# Stated problem
Rewrite the lines below as a JSON list of strings, one string per line, leaving out any blank lines.
═══ Input rows
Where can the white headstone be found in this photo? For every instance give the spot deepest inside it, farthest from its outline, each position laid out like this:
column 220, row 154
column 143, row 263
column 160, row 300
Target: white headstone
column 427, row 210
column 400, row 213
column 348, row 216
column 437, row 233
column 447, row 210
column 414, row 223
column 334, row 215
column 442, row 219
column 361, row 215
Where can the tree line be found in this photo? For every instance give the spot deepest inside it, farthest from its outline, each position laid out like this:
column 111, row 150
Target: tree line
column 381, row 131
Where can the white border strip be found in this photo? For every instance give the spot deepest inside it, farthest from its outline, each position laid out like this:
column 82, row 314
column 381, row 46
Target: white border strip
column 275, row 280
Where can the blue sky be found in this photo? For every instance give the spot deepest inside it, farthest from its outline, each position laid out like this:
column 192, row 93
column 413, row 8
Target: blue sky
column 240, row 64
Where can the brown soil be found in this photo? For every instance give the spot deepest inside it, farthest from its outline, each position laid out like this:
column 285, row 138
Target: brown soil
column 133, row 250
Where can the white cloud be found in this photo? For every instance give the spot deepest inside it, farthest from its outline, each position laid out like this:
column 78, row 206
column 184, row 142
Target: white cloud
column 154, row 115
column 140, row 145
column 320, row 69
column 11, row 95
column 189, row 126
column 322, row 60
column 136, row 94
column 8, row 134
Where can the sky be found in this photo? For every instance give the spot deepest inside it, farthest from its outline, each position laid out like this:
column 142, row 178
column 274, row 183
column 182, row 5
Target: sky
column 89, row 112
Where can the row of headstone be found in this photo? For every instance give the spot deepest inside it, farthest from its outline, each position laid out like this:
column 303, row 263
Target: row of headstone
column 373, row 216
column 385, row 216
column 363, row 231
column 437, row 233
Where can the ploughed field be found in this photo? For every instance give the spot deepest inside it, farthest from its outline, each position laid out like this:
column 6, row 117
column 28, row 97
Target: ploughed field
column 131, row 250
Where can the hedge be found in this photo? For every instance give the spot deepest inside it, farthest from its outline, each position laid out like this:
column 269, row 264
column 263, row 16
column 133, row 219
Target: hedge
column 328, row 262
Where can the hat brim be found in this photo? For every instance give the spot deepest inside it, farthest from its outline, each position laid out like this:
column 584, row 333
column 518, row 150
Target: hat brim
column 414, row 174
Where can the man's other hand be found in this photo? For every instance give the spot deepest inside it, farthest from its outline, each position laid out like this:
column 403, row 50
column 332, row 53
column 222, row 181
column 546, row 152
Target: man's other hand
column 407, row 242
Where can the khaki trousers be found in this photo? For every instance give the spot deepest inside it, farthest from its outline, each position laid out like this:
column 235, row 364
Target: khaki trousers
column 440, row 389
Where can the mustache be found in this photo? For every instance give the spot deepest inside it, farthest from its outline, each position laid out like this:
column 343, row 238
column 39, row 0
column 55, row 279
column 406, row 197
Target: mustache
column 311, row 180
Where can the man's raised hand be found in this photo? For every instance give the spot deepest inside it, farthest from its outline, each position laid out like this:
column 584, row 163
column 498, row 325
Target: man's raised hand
══════
# The reply
[
  "Where can the white headstone be found in this photo? For every instance give the spot deepest inside it, farthest from its outline, each position laid out like this:",
  "column 220, row 154",
  "column 143, row 263",
  "column 160, row 300",
  "Target: white headstone",
  "column 427, row 210",
  "column 400, row 213",
  "column 348, row 216",
  "column 437, row 233",
  "column 447, row 210",
  "column 414, row 223",
  "column 334, row 215",
  "column 442, row 219",
  "column 361, row 215",
  "Where can the tree line be found in this photo? For every instance give the spot deepest inside it, farthest from its outline, each position laid out like this:",
  "column 111, row 150",
  "Target: tree line",
  "column 381, row 131",
  "Where can the white border strip be found in this photo? For every instance give the spot deepest inside it, farthest from its outline, each position laid out like this:",
  "column 82, row 314",
  "column 381, row 46",
  "Target: white border strip",
  "column 275, row 280",
  "Where can the blue sky be found in this photo? For every instance give the spot deepest inside it, farthest from its outline, each position laid out like this:",
  "column 192, row 93",
  "column 413, row 8",
  "Target: blue sky",
  "column 240, row 64",
  "Where can the brown soil be found in this photo? For every instance give the spot deepest inside it, farthest from its outline, each position laid out like this:",
  "column 285, row 138",
  "Target: brown soil",
  "column 133, row 250",
  "Where can the white cloud be found in this photo? For every instance give the spot deepest inside it, farthest from its outline, each position laid out like this:",
  "column 78, row 206",
  "column 184, row 142",
  "Target: white cloud",
  "column 154, row 115",
  "column 140, row 145",
  "column 320, row 69",
  "column 11, row 95",
  "column 189, row 126",
  "column 322, row 60",
  "column 136, row 94",
  "column 8, row 134",
  "Where can the sky be found in this photo? For every instance give the spot deepest inside it, farthest from its outline, each position laid out like this:",
  "column 142, row 178",
  "column 274, row 183",
  "column 182, row 5",
  "Target: sky",
  "column 89, row 112",
  "Where can the row of headstone be found in this photo? For every instance give the spot deepest inside it, farthest from its outline, each position laid out like this:",
  "column 303, row 263",
  "Target: row of headstone",
  "column 373, row 216",
  "column 385, row 216",
  "column 363, row 231",
  "column 437, row 233",
  "Where can the ploughed field be found in this photo? For every instance give the spot deepest inside it, farthest from its outline, each position laid out like this:",
  "column 6, row 117",
  "column 28, row 97",
  "Target: ploughed field",
  "column 131, row 250",
  "Where can the hedge be found in this photo? For every instance give the spot deepest inside it, farthest from its outline, each position laid out like this:",
  "column 269, row 264",
  "column 263, row 16",
  "column 133, row 219",
  "Target: hedge",
  "column 328, row 262",
  "Where can the hat brim be found in this photo? For every instance give the spot deepest inside it, farthest from its outline, each position laid out like this:",
  "column 584, row 333",
  "column 518, row 150",
  "Target: hat brim",
  "column 414, row 174",
  "Where can the man's other hand be found in this photo? For every instance give the spot deepest inside it, farthest from its outline, each position laid out like this:",
  "column 403, row 50",
  "column 332, row 53",
  "column 222, row 181",
  "column 546, row 152",
  "Target: man's other hand",
  "column 407, row 242",
  "Where can the khaki trousers be found in this photo? For every instance give the spot deepest inside it, farthest from its outline, each position laid out like this:",
  "column 235, row 364",
  "Target: khaki trousers",
  "column 440, row 389",
  "Where can the mustache be found in this photo? For every instance give the spot deepest inside it, farthest from its outline, each position laid out like this:",
  "column 343, row 238",
  "column 39, row 0",
  "column 55, row 279",
  "column 406, row 197",
  "Target: mustache",
  "column 311, row 180",
  "Where can the man's raised hand be found in this photo? For every instance give the spot deepest inside it, farthest from its outline, each position laid out like this:",
  "column 584, row 163",
  "column 498, row 325",
  "Target: man's raised hand"
]